§ **Aim of the task**
Once the data has been read, return all of it precisely as written.

§ **Record excerpts**
((
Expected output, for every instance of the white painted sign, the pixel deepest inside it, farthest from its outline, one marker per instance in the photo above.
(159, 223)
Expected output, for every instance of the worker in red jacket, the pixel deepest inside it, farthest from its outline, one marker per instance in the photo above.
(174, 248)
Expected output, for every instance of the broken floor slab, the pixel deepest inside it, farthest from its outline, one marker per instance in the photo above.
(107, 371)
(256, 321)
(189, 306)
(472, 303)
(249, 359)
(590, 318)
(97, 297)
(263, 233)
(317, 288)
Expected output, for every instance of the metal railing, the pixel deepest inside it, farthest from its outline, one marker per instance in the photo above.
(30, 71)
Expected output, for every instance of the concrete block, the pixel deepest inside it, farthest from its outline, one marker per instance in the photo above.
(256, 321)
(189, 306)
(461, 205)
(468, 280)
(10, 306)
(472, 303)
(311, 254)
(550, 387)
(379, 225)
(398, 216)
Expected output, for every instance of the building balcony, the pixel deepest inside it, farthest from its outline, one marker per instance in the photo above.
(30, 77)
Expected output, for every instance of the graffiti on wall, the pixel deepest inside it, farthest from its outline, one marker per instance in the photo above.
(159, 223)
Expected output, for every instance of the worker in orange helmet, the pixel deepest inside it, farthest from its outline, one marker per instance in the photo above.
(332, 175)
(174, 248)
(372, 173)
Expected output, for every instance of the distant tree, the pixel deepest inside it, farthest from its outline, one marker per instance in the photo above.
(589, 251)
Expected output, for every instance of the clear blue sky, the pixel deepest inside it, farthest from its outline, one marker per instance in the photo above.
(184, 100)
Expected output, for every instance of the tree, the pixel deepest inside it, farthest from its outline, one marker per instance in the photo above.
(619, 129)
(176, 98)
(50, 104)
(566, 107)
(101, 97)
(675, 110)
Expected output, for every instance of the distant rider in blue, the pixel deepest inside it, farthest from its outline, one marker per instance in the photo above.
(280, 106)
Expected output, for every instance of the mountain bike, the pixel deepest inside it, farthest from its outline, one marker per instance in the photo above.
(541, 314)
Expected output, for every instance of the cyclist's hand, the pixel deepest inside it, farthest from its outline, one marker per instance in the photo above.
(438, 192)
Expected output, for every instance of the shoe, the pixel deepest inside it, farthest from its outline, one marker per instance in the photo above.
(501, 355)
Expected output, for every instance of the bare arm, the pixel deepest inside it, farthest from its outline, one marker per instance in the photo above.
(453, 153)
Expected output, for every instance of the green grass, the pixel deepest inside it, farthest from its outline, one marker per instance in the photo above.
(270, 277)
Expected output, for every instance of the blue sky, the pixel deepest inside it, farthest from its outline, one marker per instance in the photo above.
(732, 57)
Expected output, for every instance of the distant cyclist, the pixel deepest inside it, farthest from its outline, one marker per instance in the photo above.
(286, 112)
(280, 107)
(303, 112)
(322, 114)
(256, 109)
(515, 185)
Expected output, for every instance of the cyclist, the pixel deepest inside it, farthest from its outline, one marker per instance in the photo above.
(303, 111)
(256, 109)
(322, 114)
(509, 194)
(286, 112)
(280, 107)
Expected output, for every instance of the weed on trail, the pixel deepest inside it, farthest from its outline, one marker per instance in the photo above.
))
§ **Task output**
Expected output, for every instance of the white painted sign, the pixel deepest inside it, farthest from its outline, one marker per instance in the photo above.
(159, 223)
Expected output, for every instance of the worker in red jacket, the pixel deepest inside it, farthest from its outline, one marker per instance in the photo above.
(174, 248)
Expected output, for every instance of the broken floor slab, the pixel deepest inside it, farthest from its outline, one marker per instance in the photo above.
(107, 371)
(256, 321)
(189, 306)
(472, 303)
(249, 359)
(590, 318)
(97, 297)
(263, 233)
(317, 288)
Expected output, for every instance of the metal railing, the pixel deepest inside it, farthest from its outline, one marker per instance in the photo above.
(30, 71)
Expected output, for every instance of the concrete block, the pixel deepest inside it, farthest from its outline, one marker per instance in the photo above.
(256, 321)
(189, 306)
(461, 205)
(468, 280)
(10, 306)
(472, 303)
(311, 254)
(550, 387)
(379, 225)
(398, 216)
Expected output, for every instance of the building balcony, the pixel deepest inside it, farthest from its outline, one marker per instance in the photo above.
(30, 77)
Expected output, for every instance of the graffiti on wall, the pixel deepest inside it, farthest from its outline, one marker per instance in the photo above.
(159, 223)
Expected output, for every instance of the worker in orange helmet, the pixel deepest inside it, farthest from its outline, one marker per instance in the photo above.
(332, 175)
(174, 248)
(372, 173)
Expected output, for every instance of the distant tree, the pixel deepest inside it, farthest from its outline, one marker per instance in the photo above.
(589, 251)
Expected output, for every instance of the clear blue sky, the pixel deepest inside it, farthest from its outline, one marker per instance in the photo above.
(184, 100)
Expected output, for every instance of the tree, the pixel deepest inside it, farthest from its outline, one marker per instance in the photo above.
(619, 129)
(176, 98)
(50, 104)
(566, 107)
(101, 97)
(675, 110)
Expected output, for every instance of the distant rider in blue, the pixel deepest inside it, farthest from its outline, one marker per instance in the photo above.
(280, 106)
Expected output, for every instance of the mountain bike, the pixel deepest inside it, farthest from its outline, one marker per instance in the photo above.
(541, 314)
Expected output, for every instance of the cyclist's hand, the pixel deepest inside it, farthest from its outline, one marker per instance in the photo above.
(438, 192)
Expected output, for every instance of the shoe, the pixel deepest inside it, farthest from its outline, one marker per instance in the photo above.
(501, 355)
Expected output, for every instance of the bare arm, the pixel deepest inside it, farthest from its outline, one marker per instance in the photo above.
(453, 153)
Expected output, for every instance of the green grass, the pixel deepest inside it, farthest from its outline, one marker per instance in the photo above.
(270, 277)
Expected output, for every instance of the blue sky, the pixel deepest inside it, farthest from its outline, one marker per instance in the photo above.
(732, 57)
Expected output, for every instance of the distant cyclist, the pixel deepest inside it, farthest from its outline, one marker per instance in the photo above.
(286, 112)
(280, 107)
(303, 112)
(322, 114)
(256, 109)
(515, 185)
Expected output, for every instance of the cyclist, the pixel deepest inside it, farthest from its outline, one marker per instance in the photo above.
(303, 111)
(256, 109)
(322, 114)
(509, 194)
(286, 112)
(280, 107)
Expected output, for every instance of the weed on trail, the pixel deepest inside it, farthest from its outline, one marker per instance in the photo above.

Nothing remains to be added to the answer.